● **Task list**
- 1) List every newspaper or social media site named in the commentary on Bangkok flood reporting.
- 2) Write a continuation of the commentary on Bangkok flood reporting, picking up after its last sentence.

● **Excerpt provided**
If you read Twitter, you realize quickly most people believe everything they see on TV and read in the newspapers about the floods in Bangkok. So much so that, some of them, even when the evidence is obviously to the contrary, they’ll still keep spreading the incorrect information, publishing blog posts about it, and tweeting up a storm.
That’s why Thailand’s reporting of the Bangkok floods has been such an horrendous mess as both English newspapers, the Bangkok Post and the Nation, rush to print new stories that, if you have three brain cells, you can immediately tell are bogus. Then, of course, those incorrect Bangkok Post and Nation stories are e-mailed to friends, and tweeted and re-tweeted all over Twitter. It’s a nightmare.
The problem with the reporting of the floods in Bangkok too, while many stories are being rushed to print without waiting for verification, many people in the Thai news media also have pretty poor writing skills in English. They do well in Thai but, when it comes to writing a story in English, they choose incorrect vocabulary (there’s an enormous difference between ‘wet’ and ‘inundated’), and suddenly a minor canal flood wall crack becomes the next Armageddon. It’s gotten to a point where I just skim through the latest stories from both main Thai English-language newspapers and pick out the obviously correct facts and ignore the rest. So abysmal have some of their online stories been, I could have sworn my 12-year-old former students wrote them.

● **Extracted material**
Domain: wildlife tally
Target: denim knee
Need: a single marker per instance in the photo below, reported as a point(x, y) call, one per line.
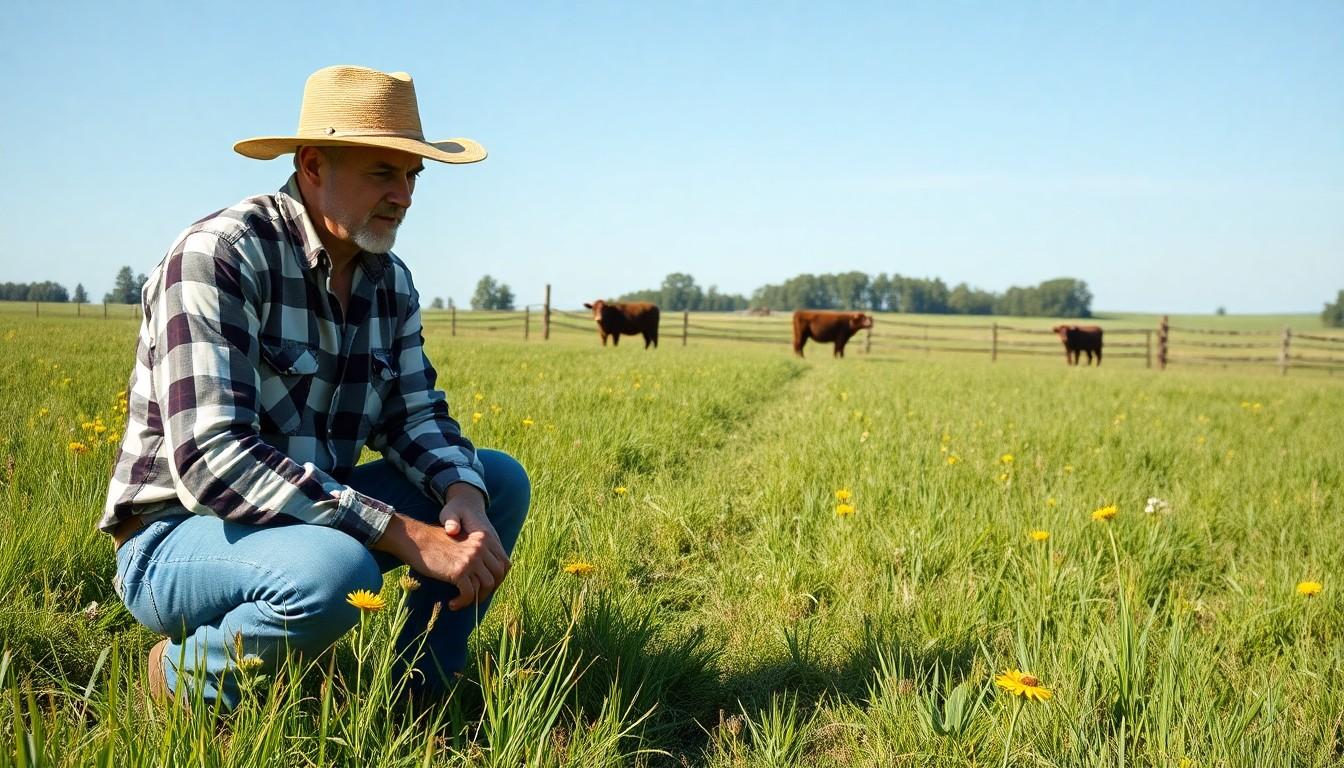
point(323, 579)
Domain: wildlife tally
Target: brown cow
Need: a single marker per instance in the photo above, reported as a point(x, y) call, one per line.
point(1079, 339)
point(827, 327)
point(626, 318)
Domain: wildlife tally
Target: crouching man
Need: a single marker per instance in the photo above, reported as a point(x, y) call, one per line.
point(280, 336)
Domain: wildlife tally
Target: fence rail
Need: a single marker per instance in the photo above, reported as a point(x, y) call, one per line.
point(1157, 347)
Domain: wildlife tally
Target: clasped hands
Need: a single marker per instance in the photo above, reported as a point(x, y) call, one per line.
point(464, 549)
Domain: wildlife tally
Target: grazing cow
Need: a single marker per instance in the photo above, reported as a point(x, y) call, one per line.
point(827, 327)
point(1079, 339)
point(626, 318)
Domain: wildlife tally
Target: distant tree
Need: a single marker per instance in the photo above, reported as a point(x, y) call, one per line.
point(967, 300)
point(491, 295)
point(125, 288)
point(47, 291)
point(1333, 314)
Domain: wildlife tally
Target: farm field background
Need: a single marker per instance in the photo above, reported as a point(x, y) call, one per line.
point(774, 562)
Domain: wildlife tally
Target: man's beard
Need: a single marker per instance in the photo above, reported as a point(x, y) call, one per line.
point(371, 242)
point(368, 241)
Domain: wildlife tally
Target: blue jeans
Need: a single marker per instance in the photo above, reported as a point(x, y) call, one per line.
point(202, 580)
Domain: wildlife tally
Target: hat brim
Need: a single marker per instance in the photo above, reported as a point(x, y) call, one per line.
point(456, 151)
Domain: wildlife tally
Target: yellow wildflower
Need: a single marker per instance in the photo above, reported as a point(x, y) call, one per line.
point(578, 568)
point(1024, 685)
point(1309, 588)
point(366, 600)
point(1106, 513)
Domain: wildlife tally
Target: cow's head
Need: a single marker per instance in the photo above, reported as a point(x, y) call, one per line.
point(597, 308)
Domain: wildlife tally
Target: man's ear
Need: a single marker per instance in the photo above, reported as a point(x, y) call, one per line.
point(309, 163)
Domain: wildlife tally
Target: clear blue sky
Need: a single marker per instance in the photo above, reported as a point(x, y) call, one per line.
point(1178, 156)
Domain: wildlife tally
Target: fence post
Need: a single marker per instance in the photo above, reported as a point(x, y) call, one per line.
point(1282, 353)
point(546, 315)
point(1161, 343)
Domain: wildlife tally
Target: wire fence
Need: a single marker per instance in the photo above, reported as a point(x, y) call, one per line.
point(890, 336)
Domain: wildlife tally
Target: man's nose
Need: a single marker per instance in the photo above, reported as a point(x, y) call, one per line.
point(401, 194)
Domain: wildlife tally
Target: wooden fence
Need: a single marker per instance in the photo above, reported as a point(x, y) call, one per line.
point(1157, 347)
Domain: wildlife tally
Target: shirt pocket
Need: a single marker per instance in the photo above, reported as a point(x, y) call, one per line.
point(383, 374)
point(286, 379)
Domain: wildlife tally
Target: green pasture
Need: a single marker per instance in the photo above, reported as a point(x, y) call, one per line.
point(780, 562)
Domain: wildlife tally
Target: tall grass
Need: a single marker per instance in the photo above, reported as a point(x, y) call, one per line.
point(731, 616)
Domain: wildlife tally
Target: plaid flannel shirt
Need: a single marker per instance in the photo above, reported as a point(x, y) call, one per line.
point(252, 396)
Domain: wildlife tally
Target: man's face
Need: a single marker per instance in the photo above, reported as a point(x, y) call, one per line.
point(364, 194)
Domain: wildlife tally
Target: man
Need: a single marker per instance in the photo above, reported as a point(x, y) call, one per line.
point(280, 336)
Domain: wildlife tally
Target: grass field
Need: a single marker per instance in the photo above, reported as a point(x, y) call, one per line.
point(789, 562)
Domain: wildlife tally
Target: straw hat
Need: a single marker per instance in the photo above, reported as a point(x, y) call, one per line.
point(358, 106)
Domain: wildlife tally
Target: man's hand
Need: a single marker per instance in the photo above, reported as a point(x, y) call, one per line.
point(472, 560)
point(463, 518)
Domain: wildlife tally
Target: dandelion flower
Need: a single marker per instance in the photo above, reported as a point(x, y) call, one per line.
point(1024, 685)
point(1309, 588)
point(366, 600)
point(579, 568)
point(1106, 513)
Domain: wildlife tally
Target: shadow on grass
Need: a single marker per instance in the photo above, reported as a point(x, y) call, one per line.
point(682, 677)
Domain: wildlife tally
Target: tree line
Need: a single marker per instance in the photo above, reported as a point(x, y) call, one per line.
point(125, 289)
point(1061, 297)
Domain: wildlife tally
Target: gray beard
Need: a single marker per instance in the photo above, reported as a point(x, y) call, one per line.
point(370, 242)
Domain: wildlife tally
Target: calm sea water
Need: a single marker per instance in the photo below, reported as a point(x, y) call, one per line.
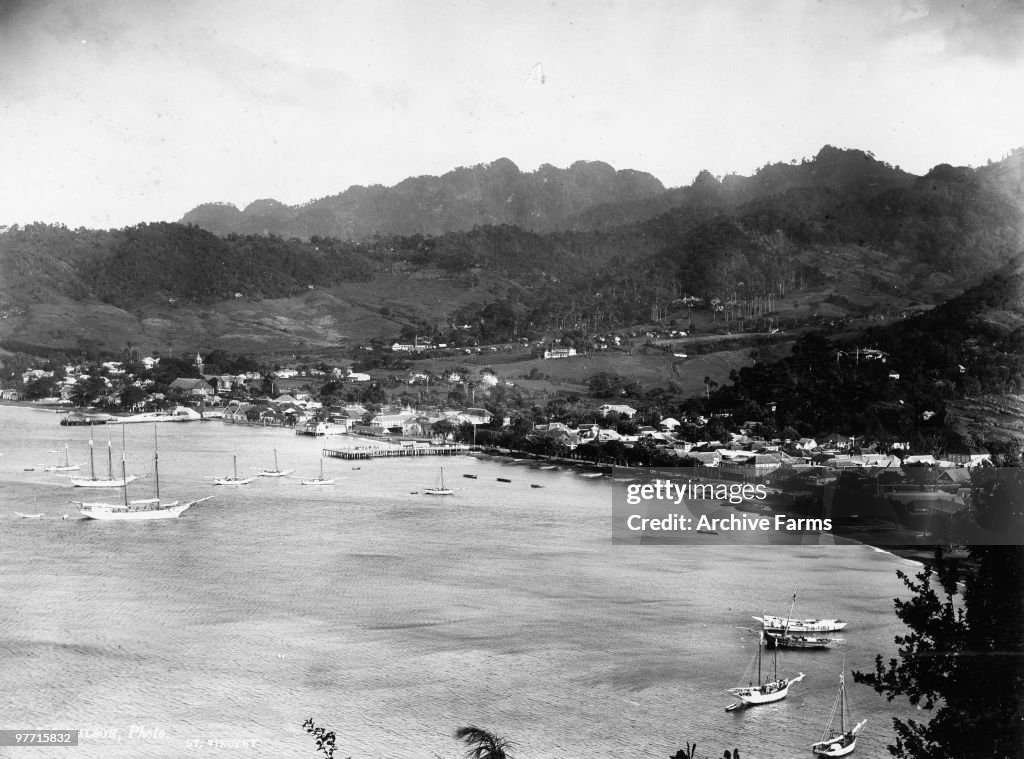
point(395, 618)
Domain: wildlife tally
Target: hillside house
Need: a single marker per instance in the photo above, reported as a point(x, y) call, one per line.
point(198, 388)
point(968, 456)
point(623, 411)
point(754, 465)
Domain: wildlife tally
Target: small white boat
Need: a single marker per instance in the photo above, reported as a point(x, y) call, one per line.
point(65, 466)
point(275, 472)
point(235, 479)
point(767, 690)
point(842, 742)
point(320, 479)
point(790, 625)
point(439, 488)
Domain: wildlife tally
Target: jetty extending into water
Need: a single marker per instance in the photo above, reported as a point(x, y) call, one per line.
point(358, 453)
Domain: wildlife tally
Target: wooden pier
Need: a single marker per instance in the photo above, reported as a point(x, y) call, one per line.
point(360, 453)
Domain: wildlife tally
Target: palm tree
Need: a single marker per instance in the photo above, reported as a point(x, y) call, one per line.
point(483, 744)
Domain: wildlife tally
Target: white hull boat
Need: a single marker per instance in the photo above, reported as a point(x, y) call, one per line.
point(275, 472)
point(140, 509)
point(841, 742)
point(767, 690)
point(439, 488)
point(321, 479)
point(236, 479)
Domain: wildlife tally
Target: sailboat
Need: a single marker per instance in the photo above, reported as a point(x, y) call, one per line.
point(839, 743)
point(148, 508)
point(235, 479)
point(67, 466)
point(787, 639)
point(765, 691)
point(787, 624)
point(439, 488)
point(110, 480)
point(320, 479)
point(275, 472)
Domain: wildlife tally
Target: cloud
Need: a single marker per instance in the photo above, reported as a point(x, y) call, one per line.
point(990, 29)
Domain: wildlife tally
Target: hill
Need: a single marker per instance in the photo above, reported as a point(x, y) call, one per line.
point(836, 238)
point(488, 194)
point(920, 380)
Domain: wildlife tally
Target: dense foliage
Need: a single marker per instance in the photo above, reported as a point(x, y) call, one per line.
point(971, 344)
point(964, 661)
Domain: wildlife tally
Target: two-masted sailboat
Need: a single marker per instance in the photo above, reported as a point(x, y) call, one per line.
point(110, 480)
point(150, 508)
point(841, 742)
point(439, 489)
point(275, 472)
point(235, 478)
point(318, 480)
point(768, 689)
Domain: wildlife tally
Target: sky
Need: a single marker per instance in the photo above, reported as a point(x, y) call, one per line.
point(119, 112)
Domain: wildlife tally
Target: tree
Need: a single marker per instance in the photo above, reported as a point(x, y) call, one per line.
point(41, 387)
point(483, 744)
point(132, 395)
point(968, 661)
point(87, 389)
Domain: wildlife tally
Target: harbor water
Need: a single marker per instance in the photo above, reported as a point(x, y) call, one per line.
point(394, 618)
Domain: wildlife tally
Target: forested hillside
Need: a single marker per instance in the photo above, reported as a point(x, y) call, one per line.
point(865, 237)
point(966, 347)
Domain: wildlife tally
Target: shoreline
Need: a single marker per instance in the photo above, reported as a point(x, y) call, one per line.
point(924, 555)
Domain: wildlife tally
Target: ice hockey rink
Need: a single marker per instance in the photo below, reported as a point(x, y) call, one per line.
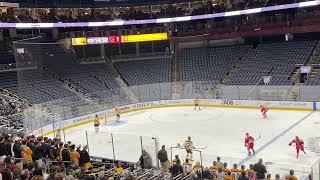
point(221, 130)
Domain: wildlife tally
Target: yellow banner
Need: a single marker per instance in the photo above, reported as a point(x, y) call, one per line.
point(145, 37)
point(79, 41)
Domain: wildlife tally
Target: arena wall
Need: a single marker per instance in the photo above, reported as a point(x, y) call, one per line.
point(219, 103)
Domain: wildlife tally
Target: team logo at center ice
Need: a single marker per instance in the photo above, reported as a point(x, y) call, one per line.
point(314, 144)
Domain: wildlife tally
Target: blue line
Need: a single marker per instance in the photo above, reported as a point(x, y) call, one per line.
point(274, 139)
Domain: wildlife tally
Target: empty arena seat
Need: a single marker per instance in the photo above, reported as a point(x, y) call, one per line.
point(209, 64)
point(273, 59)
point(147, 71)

● **Responses to the tasks**
- 1) Twitter, the Bangkok Post, the Nation

- 2)
So, if you’re looking for accurate information about Bangkok’s floods, seriously? Chock dee (‘Good luck’ in Thai). Whether either coming from the government themselves or one of Thailand’s English language newspapers, you’ve probably a 20% chance it’s accurate. It’s really pretty sad.
And just so you can see how bad some of the “reporting” is, I’ll leave you with this gem from the Bangkok Post earlier today. Entitled “Residents Destroy Khlong Prapa Dyke” (will someone PLEASE tell that reporter what “destroy” means), it’s truly abysmal:
A TV report said that some residents of flooded Wat Nawong, Khlong Hok, north of Don Mueang were so frustrated seeing rising water that they decided to destroy Khlong Prapa canal dyke with a mistaken belief that this could lessen the flood in their area. It did not.
Later the concerned authority and Pathum Thani MP came to convince them that it would not work and that Khlong Prapa is essential for producing tap water which they also rely on. Convinced, they stopped their action.
The authority is repairing the damaged dyke section. It should be finished next morning.
This foolish action makes Khlong Prapa water quality bad as all the rubbish and dirt in the area were swept into the canal.
No wonder this morning, the old reporter reported blackish water of Khlong Prapa at Chaengwattana Rd and the water level rose a little.